* _Travail à faire_: Mets à jour toutes les lignes ci-dessous en remplaçant « Teacher note » par « Reviewer note » et en laissant tout le reste identique. N'inclus pas les images dans ta réponse.

* _Lignes fournies_:
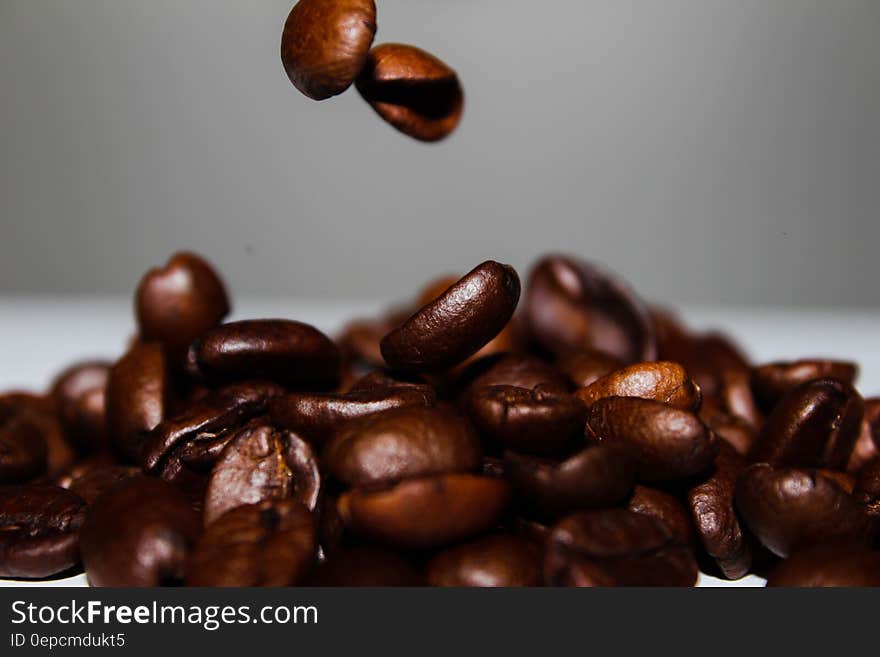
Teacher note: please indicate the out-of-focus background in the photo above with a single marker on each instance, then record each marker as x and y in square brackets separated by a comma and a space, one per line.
[723, 152]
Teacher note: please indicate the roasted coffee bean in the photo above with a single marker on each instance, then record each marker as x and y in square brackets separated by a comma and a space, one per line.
[829, 565]
[262, 463]
[270, 543]
[426, 512]
[789, 508]
[365, 566]
[137, 396]
[711, 505]
[815, 424]
[571, 305]
[661, 381]
[39, 530]
[325, 44]
[585, 366]
[668, 443]
[278, 350]
[666, 508]
[500, 560]
[616, 547]
[412, 90]
[596, 477]
[772, 381]
[139, 533]
[534, 421]
[455, 325]
[317, 415]
[177, 303]
[402, 443]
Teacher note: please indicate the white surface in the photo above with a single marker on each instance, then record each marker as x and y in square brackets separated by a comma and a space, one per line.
[40, 336]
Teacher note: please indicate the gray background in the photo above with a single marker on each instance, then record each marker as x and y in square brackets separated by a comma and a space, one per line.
[713, 152]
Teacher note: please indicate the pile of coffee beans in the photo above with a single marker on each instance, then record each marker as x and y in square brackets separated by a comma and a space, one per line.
[565, 434]
[326, 47]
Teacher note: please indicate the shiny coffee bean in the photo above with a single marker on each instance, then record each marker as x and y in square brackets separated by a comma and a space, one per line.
[571, 305]
[616, 547]
[426, 512]
[535, 421]
[402, 443]
[262, 463]
[317, 415]
[789, 508]
[666, 508]
[412, 90]
[137, 398]
[499, 560]
[668, 443]
[457, 324]
[815, 424]
[39, 530]
[661, 381]
[139, 533]
[711, 505]
[596, 477]
[774, 380]
[270, 543]
[284, 351]
[325, 44]
[829, 565]
[177, 303]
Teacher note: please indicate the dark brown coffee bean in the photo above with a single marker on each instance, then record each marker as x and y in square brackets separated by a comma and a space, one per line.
[828, 565]
[139, 533]
[711, 505]
[616, 547]
[39, 530]
[279, 350]
[427, 512]
[772, 381]
[500, 560]
[596, 477]
[412, 90]
[177, 303]
[318, 415]
[325, 44]
[271, 543]
[571, 305]
[402, 443]
[262, 463]
[815, 424]
[457, 324]
[789, 508]
[137, 398]
[666, 508]
[534, 421]
[668, 443]
[662, 381]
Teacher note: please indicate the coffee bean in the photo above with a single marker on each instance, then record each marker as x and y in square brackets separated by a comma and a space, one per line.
[668, 443]
[177, 303]
[412, 90]
[535, 421]
[790, 508]
[457, 324]
[815, 424]
[262, 463]
[270, 543]
[325, 44]
[493, 561]
[661, 381]
[399, 444]
[39, 530]
[284, 351]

* _En réponse_:
Reviewer note: please indicate the out-of-focus background in the photo above with a single marker on each instance, then record each marker as x and y in square brackets separated by a comma and a space, one per line.
[723, 152]
Reviewer note: please indicate the roasted coffee bean in the photo above with a single marker on each instance, then record each marker as x and y in square brackets separated by a comma and a space, one per line.
[829, 565]
[262, 463]
[270, 543]
[426, 512]
[789, 508]
[365, 566]
[137, 396]
[711, 505]
[815, 424]
[571, 305]
[661, 381]
[39, 530]
[325, 44]
[585, 366]
[668, 443]
[278, 350]
[666, 508]
[500, 560]
[616, 547]
[412, 90]
[596, 477]
[772, 381]
[139, 533]
[534, 421]
[455, 325]
[317, 415]
[177, 303]
[402, 443]
Reviewer note: please indicate the white surface in the photo above with a single marker on each instance, then record each marker as x and y in square brackets separated by a comma and a space, one per line.
[40, 336]
Reviewer note: please indicate the gray background in the photo above with a single marker on each instance, then record each marker as x and y in square brackets separated by a comma and a space, one per line.
[713, 152]
Reviewer note: please indicate the pile of coffee beans in the photo above with a single marker on each instance, then record each marker as x and y in square brackets separated by a comma and a space, one per line.
[565, 434]
[326, 47]
Reviewer note: please indicate the shiny coffee bean in the photo above with a single marker on each instance, then record each marker as x and y in square brackets separated by a comma and a space, one per line.
[571, 305]
[616, 547]
[426, 512]
[535, 421]
[402, 443]
[262, 463]
[317, 415]
[789, 508]
[666, 508]
[412, 90]
[137, 398]
[499, 560]
[668, 443]
[457, 324]
[815, 424]
[39, 530]
[661, 381]
[139, 533]
[711, 505]
[596, 477]
[774, 380]
[270, 543]
[284, 351]
[325, 44]
[829, 565]
[177, 303]
Reviewer note: please indicate the dark brown coffee bean in the photo above with a single marker on each instance, then record each marker as x and y in square brackets separated by a comma and a space, one per line.
[828, 565]
[139, 533]
[711, 505]
[616, 547]
[39, 530]
[279, 350]
[427, 512]
[772, 381]
[500, 560]
[596, 477]
[412, 90]
[177, 303]
[318, 415]
[325, 44]
[271, 543]
[571, 305]
[402, 443]
[262, 463]
[815, 424]
[457, 324]
[789, 508]
[137, 398]
[666, 508]
[534, 421]
[668, 443]
[662, 381]
Reviewer note: please indicate the coffee bean in the photo above with a single marker on each instance, then record each marker as x and y in square brackets separated by a comma and a space, one per line.
[668, 443]
[177, 303]
[412, 90]
[535, 421]
[790, 508]
[457, 324]
[815, 424]
[262, 463]
[270, 543]
[325, 44]
[493, 561]
[661, 381]
[399, 444]
[39, 530]
[284, 351]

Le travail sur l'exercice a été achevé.